Write out the material below exactly, beginning at the line that contains "One point rides on each instance of the bare" and ending with its last line, both ends included; write nothing else.

*DATA ROWS*.
········

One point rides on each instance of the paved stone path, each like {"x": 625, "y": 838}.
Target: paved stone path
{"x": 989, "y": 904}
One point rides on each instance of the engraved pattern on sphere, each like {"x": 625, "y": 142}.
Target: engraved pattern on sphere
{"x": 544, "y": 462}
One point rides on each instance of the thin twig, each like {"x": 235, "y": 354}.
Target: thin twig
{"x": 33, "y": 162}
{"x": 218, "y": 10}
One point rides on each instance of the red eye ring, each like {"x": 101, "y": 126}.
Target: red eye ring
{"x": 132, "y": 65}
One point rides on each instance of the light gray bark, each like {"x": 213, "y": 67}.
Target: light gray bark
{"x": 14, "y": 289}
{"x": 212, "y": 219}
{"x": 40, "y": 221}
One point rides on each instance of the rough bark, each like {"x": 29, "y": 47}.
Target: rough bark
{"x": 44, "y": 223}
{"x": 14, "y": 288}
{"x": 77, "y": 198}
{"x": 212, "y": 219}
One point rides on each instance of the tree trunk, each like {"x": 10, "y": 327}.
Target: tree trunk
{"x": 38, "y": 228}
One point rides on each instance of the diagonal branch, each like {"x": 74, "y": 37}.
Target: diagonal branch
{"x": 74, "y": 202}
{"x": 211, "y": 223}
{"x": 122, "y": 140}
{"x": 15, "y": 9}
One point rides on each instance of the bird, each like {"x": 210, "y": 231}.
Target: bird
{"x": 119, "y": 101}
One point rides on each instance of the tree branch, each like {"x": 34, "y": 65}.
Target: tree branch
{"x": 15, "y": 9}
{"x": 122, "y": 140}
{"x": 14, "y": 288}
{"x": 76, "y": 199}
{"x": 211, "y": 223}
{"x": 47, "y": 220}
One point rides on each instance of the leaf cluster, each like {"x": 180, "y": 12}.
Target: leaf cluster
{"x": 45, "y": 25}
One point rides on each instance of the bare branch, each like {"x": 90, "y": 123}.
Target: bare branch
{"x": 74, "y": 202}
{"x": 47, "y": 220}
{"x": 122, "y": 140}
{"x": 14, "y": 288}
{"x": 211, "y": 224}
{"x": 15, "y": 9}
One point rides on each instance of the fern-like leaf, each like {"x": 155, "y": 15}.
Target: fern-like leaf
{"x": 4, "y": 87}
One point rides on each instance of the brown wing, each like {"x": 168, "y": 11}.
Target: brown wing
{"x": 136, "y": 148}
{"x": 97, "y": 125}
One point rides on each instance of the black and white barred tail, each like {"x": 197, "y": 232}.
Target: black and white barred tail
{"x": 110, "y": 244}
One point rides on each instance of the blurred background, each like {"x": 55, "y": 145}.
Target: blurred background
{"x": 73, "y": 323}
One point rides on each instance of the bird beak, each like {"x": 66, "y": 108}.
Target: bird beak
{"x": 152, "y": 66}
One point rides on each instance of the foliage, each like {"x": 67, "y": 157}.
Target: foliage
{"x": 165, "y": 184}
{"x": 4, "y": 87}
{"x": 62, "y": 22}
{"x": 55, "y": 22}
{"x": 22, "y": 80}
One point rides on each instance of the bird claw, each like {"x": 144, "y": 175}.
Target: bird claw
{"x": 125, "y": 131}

········

*TASK ANSWER*.
One point rides on each instance of the bare branch, each like {"x": 90, "y": 123}.
Target: bare branch
{"x": 74, "y": 202}
{"x": 47, "y": 220}
{"x": 122, "y": 140}
{"x": 14, "y": 288}
{"x": 211, "y": 224}
{"x": 15, "y": 9}
One point rides on each instance of the fern-like leaf, each like {"x": 155, "y": 15}.
Target: fern-like leaf
{"x": 4, "y": 87}
One point rides on each instance of the brown wing, each like {"x": 168, "y": 11}.
Target: brown wing
{"x": 136, "y": 148}
{"x": 97, "y": 125}
One point rides on each instance of the black and white barred tail, each like {"x": 197, "y": 232}.
Target: black and white barred tail
{"x": 110, "y": 244}
One point rides on each instance of the blurred background, each like {"x": 55, "y": 145}.
Target: blurred background
{"x": 73, "y": 323}
One point rides on each instance of the bird beak, each like {"x": 66, "y": 108}.
Target: bird beak
{"x": 152, "y": 66}
One point rides on each instance of the foliage, each like {"x": 67, "y": 157}.
Target: foliage
{"x": 165, "y": 184}
{"x": 4, "y": 87}
{"x": 62, "y": 22}
{"x": 55, "y": 22}
{"x": 22, "y": 80}
One point rides on each instance of the bird claw, each like {"x": 144, "y": 175}.
Target: bird claw
{"x": 125, "y": 131}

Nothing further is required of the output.